[Photo labels with bounding boxes]

* * *

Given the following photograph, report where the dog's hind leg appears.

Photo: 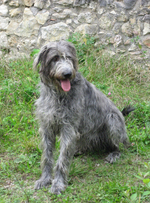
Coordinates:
[51,126,76,194]
[105,113,129,163]
[34,129,55,190]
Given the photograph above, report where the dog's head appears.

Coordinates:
[33,40,78,92]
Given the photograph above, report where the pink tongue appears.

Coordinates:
[60,79,71,92]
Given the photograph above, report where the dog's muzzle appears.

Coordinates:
[60,71,72,92]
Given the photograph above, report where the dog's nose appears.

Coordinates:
[63,71,72,79]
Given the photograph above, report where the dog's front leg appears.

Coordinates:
[34,128,56,190]
[51,126,76,194]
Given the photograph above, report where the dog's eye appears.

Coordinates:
[67,56,72,60]
[52,56,59,62]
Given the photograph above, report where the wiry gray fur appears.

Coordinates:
[34,41,128,194]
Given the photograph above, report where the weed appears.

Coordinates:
[0,34,150,203]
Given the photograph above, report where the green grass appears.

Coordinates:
[0,35,150,203]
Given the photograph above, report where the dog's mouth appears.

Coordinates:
[60,79,71,92]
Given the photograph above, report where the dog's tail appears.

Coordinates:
[121,106,135,116]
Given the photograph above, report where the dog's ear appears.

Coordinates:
[33,45,47,70]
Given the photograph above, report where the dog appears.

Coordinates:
[34,40,133,194]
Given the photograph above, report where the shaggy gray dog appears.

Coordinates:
[34,41,131,194]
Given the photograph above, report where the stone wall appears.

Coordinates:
[0,0,150,60]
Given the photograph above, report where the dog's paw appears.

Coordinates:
[50,182,66,195]
[34,177,52,190]
[105,151,121,164]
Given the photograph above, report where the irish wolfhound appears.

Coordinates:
[34,41,133,194]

* * *

Render all of the records above as a JSON list of strings, with one string per line and no blank lines. Leave the pictures out of the answer.

[
  "Given the following photograph, report where the dog's hind leg appears.",
  "Photo: ",
  "Coordinates:",
  "[51,126,76,194]",
  "[105,113,129,163]",
  "[34,129,55,190]",
  "Given the photograph above, report where the dog's head appears.",
  "Coordinates:",
  "[33,40,78,92]",
  "Given the photograph above, report where the pink tongue appears.",
  "Coordinates:",
  "[60,79,71,92]",
  "Given the photograph above, report where the dog's muzzle appears.",
  "Coordinates:",
  "[60,71,72,92]",
  "Given the photograph above, report where the dog's nose appears.",
  "Coordinates:",
  "[63,71,72,79]",
  "Given the photograph above, report where the dog's front leg appears.",
  "Coordinates:",
  "[34,128,56,190]",
  "[51,126,76,194]",
  "Given the photograph above, report where the dog's eye appears.",
  "Coordinates:",
  "[67,56,72,60]",
  "[52,56,59,62]",
  "Given the photograph above, report where the wiry gray fur appears.",
  "Coordinates:",
  "[34,41,128,194]",
  "Given the photograph above, report where the weed appears.",
  "Coordinates:",
  "[0,34,150,203]",
  "Given the photograph above, report where the green grass appears.",
  "Coordinates:",
  "[0,35,150,203]",
  "Given the photograph above, report where the dog's mouth appears.",
  "Coordinates:",
  "[60,79,71,92]",
  "Given the photograph above, report where the dog's tail appears.",
  "Coordinates:",
  "[121,106,135,116]",
  "Given the photograph above, report where the dog's ear appears.",
  "Coordinates:",
  "[33,45,47,70]",
  "Given the photograph above, report where the dog appears.",
  "Coordinates:",
  "[34,40,133,194]",
  "Given the photograph above, report where the shaggy gray dog appears.",
  "Coordinates:",
  "[34,41,131,194]",
  "Given the photograph above, report where the stone wall appears.",
  "Coordinates:",
  "[0,0,150,60]",
  "Given the photograph above, report where the dog's paw appears.",
  "Coordinates:",
  "[50,182,66,195]",
  "[34,177,52,190]",
  "[105,151,121,164]",
  "Given the photograph above, report where the irish wolfhound appears.",
  "Coordinates:",
  "[34,41,133,194]"
]